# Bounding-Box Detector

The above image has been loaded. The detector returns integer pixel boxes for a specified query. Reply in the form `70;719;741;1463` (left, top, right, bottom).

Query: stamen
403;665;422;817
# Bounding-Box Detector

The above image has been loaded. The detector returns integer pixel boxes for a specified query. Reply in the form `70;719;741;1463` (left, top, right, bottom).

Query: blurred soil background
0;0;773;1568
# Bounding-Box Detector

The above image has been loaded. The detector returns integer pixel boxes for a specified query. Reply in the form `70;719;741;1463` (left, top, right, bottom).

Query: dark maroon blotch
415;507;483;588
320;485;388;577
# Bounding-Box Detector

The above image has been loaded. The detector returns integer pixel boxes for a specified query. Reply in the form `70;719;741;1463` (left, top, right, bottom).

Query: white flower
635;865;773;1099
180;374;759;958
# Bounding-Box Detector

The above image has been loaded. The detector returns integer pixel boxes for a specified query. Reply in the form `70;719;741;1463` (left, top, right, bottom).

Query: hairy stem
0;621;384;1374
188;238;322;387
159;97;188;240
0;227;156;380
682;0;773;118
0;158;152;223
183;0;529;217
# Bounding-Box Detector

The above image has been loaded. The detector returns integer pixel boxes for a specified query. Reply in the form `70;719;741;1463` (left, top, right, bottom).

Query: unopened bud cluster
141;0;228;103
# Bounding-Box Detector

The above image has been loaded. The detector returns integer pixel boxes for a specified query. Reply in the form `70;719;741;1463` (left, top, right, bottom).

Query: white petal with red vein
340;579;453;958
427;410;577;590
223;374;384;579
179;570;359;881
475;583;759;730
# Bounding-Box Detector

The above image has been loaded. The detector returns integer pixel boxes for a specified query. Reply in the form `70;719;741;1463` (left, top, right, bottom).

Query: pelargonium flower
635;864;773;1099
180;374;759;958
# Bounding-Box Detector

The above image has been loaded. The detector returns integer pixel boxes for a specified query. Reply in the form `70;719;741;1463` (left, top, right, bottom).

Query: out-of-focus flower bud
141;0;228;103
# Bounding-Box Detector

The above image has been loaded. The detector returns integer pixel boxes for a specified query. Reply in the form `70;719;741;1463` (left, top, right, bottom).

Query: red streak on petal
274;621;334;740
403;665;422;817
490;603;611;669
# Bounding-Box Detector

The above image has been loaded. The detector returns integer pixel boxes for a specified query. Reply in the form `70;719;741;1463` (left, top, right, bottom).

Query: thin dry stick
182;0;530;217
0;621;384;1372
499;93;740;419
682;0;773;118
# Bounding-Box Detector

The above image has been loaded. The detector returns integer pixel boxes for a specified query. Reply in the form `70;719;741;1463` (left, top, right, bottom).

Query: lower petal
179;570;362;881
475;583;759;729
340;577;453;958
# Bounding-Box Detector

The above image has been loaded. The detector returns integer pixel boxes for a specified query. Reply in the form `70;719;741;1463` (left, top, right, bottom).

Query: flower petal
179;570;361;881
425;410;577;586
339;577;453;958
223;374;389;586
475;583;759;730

(Your objective):
Report every line in the listing above that contains the word "white".

(Correct output):
Query: white flower
Query: white petal with red vein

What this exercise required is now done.